Problem details
Count how many lines below contain the string "format". Reply with the number alone.
-.-.-
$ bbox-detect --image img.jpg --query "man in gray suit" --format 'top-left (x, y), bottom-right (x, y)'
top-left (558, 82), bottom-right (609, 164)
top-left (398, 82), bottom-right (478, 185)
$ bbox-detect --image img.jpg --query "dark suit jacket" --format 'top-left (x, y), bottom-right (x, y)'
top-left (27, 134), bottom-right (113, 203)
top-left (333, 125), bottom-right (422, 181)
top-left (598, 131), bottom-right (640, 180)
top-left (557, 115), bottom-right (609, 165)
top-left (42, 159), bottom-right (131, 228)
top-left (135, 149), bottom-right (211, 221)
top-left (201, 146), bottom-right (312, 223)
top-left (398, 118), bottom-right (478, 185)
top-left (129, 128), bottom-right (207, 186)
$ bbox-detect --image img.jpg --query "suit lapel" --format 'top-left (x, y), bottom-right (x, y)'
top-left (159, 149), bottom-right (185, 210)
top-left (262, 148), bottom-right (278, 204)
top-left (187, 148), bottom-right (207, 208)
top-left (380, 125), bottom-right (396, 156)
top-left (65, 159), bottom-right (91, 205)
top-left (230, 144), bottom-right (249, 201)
-.-.-
Response to this exercise
3